— MATERIAL SUPPLIED —
◇ ◇ ◇ ◇

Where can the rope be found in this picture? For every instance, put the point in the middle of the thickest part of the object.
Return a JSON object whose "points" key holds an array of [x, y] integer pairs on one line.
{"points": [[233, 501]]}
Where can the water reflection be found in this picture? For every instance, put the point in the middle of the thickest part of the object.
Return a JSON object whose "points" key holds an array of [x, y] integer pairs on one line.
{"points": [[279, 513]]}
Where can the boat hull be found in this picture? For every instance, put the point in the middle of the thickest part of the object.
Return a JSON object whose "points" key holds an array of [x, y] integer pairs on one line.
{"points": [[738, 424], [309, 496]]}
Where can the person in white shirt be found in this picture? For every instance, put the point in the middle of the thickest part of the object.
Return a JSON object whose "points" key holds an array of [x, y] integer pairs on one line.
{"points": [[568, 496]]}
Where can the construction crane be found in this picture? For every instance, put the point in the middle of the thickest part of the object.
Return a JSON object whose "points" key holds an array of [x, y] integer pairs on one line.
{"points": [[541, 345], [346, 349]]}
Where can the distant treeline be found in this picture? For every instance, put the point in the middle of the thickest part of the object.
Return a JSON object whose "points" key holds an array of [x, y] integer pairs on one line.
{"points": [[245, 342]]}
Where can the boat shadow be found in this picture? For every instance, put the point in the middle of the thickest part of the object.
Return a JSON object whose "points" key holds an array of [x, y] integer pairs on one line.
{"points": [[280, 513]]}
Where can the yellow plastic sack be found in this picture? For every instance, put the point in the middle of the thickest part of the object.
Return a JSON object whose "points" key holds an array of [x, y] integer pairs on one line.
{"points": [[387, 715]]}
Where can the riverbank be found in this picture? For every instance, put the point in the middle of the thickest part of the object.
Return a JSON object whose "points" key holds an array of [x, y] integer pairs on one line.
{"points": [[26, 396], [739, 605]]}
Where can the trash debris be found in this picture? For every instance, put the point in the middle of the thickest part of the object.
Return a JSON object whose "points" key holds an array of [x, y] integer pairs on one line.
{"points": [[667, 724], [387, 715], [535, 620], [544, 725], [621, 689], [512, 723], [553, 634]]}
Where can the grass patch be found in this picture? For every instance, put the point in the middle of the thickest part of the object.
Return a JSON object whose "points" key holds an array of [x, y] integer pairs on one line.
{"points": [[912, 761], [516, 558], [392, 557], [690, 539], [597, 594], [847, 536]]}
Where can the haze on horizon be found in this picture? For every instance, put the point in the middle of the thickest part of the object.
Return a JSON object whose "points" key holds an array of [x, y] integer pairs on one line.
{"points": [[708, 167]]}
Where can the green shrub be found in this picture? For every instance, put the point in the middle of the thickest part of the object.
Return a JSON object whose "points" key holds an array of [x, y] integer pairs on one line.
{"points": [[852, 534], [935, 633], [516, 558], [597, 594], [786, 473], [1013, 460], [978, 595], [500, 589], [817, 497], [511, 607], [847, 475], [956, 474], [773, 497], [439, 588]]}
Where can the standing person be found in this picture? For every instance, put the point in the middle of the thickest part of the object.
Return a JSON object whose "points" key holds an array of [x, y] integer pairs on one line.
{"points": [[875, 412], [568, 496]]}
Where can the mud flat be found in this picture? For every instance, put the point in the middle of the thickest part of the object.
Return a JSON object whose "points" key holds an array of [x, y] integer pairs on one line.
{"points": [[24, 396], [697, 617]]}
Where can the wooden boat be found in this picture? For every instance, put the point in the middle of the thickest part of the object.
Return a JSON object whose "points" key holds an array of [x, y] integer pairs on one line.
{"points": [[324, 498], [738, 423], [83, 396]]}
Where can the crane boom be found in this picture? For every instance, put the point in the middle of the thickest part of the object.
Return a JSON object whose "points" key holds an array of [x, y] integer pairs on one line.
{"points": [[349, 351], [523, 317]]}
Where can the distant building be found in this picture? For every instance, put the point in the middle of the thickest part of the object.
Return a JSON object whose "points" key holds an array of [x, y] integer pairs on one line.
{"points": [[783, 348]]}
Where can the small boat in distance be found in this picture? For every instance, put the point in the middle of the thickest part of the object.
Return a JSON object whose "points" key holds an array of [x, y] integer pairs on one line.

◇ ◇ ◇ ◇

— EXERCISE PROMPT —
Could you reproduce, word for word, everything from the line containing "Where can the small" down to the last of the lines above?

— RESULT —
Where can the small boat in distance be found in this picture? For every instance, put the point in the middle of the thickest part of the object.
Return a JSON object whose "points" key holds an array of [x, y] integer pairs on one line.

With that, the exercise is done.